| Provided information |
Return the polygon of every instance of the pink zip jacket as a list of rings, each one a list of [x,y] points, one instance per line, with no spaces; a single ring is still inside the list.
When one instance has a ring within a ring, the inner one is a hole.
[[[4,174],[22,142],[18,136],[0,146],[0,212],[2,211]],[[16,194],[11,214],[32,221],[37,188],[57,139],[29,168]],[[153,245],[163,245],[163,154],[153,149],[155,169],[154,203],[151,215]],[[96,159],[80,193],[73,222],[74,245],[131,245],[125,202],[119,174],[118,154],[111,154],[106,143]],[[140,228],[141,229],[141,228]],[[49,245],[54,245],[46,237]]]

==

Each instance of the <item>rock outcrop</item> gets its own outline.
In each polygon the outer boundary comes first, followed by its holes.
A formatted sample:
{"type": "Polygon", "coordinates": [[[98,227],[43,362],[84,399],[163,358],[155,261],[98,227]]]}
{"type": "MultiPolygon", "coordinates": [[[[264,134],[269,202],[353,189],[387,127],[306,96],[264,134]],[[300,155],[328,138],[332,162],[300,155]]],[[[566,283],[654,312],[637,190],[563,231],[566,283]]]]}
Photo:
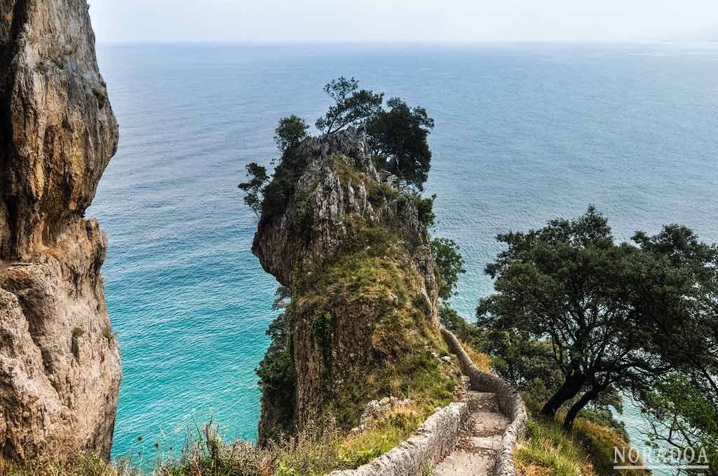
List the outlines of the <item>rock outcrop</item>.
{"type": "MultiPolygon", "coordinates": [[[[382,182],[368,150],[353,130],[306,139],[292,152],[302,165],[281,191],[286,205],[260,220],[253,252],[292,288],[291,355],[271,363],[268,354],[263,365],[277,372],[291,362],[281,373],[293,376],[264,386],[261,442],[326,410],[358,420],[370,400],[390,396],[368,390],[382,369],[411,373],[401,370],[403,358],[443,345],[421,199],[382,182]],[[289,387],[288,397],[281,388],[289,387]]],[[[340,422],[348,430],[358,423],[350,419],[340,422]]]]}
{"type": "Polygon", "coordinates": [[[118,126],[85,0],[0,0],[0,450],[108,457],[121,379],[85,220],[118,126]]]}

---

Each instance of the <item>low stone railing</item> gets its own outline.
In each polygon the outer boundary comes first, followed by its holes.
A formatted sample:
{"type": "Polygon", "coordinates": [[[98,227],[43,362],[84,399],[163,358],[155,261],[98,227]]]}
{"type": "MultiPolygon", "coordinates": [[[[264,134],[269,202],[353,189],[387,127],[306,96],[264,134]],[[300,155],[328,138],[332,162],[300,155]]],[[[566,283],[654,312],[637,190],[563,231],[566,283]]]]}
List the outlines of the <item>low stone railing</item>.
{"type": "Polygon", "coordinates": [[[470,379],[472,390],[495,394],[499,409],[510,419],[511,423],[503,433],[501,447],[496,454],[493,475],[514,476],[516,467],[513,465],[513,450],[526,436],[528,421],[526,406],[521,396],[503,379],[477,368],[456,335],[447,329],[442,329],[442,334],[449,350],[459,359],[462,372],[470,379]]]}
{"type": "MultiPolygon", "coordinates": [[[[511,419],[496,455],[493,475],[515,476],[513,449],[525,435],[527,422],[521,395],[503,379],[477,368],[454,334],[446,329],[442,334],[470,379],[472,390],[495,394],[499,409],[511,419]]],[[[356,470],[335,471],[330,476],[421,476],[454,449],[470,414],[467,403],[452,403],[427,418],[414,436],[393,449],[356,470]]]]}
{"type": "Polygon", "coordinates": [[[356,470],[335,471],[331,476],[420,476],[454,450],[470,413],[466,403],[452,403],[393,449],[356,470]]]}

| Request |
Show every line of the records above that contains the string "railing". Case counts.

| Solution for this exercise |
Each instance of the <item>low stone railing</item> gets its own outline.
List the outlines of the <item>low stone railing</item>.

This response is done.